The listing below must be repeated word for word, with its images excluded.

===== Dataset rows =====

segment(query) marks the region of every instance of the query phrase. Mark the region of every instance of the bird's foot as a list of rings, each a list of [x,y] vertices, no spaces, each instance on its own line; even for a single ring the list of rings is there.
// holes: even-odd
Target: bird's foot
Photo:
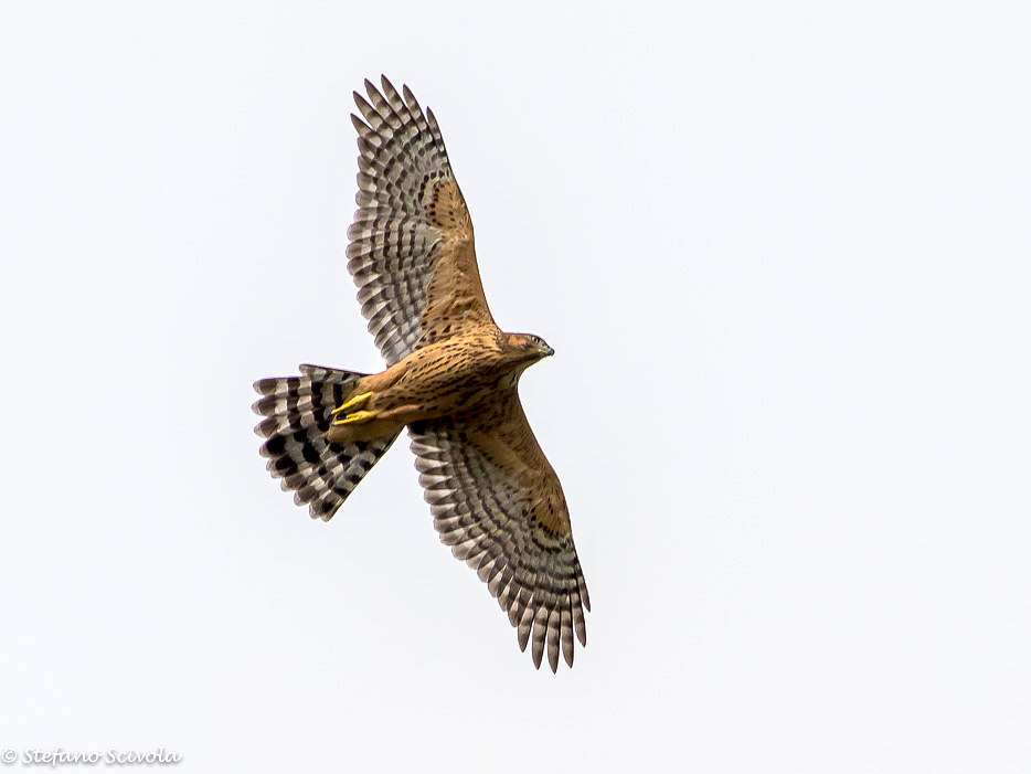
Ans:
[[[374,411],[355,411],[353,414],[346,414],[342,420],[333,420],[333,426],[340,425],[360,425],[365,422],[372,422],[376,418]]]
[[[354,411],[365,405],[370,397],[372,397],[371,392],[363,392],[361,395],[355,395],[347,401],[343,405],[333,409],[329,413],[330,416],[337,417],[333,420],[333,425],[362,424],[363,422],[371,422],[374,420],[376,415],[374,411]],[[343,416],[340,416],[340,414]]]

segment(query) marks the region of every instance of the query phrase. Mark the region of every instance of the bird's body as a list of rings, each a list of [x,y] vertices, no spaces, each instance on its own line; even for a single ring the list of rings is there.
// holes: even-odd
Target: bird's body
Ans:
[[[559,478],[519,401],[522,372],[553,354],[503,333],[480,283],[472,221],[431,110],[383,78],[354,95],[359,210],[348,269],[386,360],[380,373],[301,365],[255,383],[268,469],[330,519],[407,428],[434,527],[477,571],[534,665],[586,644],[591,602]]]
[[[497,326],[435,341],[417,349],[380,373],[361,377],[344,399],[359,422],[330,427],[333,443],[371,441],[398,432],[413,422],[437,420],[478,411],[499,394],[514,391],[523,369],[545,356],[522,346],[525,337],[502,333]]]

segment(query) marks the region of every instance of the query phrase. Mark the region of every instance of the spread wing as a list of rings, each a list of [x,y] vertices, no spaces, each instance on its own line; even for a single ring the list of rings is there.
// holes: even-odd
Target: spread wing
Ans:
[[[387,364],[459,330],[493,325],[476,265],[472,221],[440,128],[404,87],[365,81],[354,102],[358,195],[348,269]]]
[[[410,426],[419,484],[440,540],[487,583],[533,662],[544,646],[573,666],[573,633],[587,644],[587,586],[559,477],[514,390],[475,414]]]

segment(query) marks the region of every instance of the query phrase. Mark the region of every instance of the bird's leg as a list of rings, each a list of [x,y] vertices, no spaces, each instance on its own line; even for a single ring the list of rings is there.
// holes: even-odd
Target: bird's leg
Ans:
[[[350,399],[343,405],[333,409],[329,413],[330,416],[336,417],[338,414],[343,414],[342,418],[333,420],[333,425],[360,424],[374,420],[376,415],[374,411],[354,411],[354,409],[361,409],[365,405],[371,396],[371,392],[363,392],[361,395]]]

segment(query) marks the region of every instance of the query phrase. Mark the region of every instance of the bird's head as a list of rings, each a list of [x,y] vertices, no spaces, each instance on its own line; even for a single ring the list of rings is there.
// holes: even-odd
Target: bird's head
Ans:
[[[509,347],[531,362],[555,353],[540,336],[533,333],[509,333]]]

=====

#### Written answer:
segment(query) marks the region of every instance of the query phrase. Mark the region of every instance of the bird's foot as a list of rings, each a list of [x,y] vertices, no spaces, each instance on its own line; even for a single ring the list of rings is there.
// holes: even-odd
Target: bird's foot
Photo:
Ans:
[[[374,411],[355,411],[353,414],[346,414],[342,420],[333,420],[333,426],[340,425],[360,425],[365,422],[372,422],[376,418]]]
[[[354,411],[365,405],[370,397],[372,397],[371,392],[363,392],[361,395],[355,395],[347,401],[343,405],[333,409],[329,413],[330,416],[337,417],[333,420],[333,425],[362,424],[363,422],[371,422],[374,420],[376,415],[374,411]],[[343,416],[340,416],[340,414]]]

segment(query) marks the region of every instance of the query phrase. Mark the region of every instance of the bird's body as a list of rings, each a list of [x,y] vertices, no spaces, each instance on its own line; even for a single ring the list of rings is there.
// holes: even-odd
Target: bird's body
Ans:
[[[559,478],[519,401],[522,372],[553,354],[503,333],[480,283],[472,221],[431,110],[383,78],[354,95],[359,210],[348,269],[386,360],[380,373],[301,365],[255,383],[268,469],[330,519],[407,428],[434,527],[477,571],[534,665],[586,644],[591,602]]]
[[[497,326],[435,341],[417,349],[380,373],[361,377],[344,399],[359,422],[330,427],[333,443],[371,441],[398,432],[413,422],[437,420],[478,411],[499,394],[514,391],[523,369],[545,356],[522,346],[525,337],[502,333]]]

segment(query) marks the region of every instance of the query phrase. Mark the region of every instance of the spread wing as a list of rings, each a list of [x,y] vertices, no spaces, each instance on its own line; even for a single ring the list of rings is there.
// holes: even-odd
Target: spread wing
Ans:
[[[387,364],[459,330],[493,325],[476,265],[472,221],[440,128],[404,87],[365,81],[354,102],[358,195],[348,269]]]
[[[410,426],[419,484],[440,540],[487,583],[533,662],[544,646],[573,666],[573,633],[587,644],[587,586],[559,477],[514,390],[475,414]]]

segment(query) marks the region of every instance of the query phrase. Mark the region of every instance of the bird's leg as a list of rings, each a list of [x,y] vertices, no spaces, each instance on its own line; even for a single ring the list of rings is there.
// holes: even-odd
Target: bird's leg
Ans:
[[[350,399],[343,405],[333,409],[329,413],[330,416],[336,417],[338,414],[343,414],[342,418],[333,420],[333,425],[360,424],[374,420],[376,415],[374,411],[354,411],[354,409],[361,409],[365,405],[371,396],[371,392],[363,392],[361,395]]]

segment(query) marks the region of every instance of the query phrase. Mark the region of every instance of the bird's head as a list of rings, each a list of [x,y] vertices, no spaces, each instance on its own line; even for a single ring the list of rings is there.
// holes: even-odd
Target: bird's head
Ans:
[[[509,347],[531,362],[555,353],[540,336],[533,333],[509,333]]]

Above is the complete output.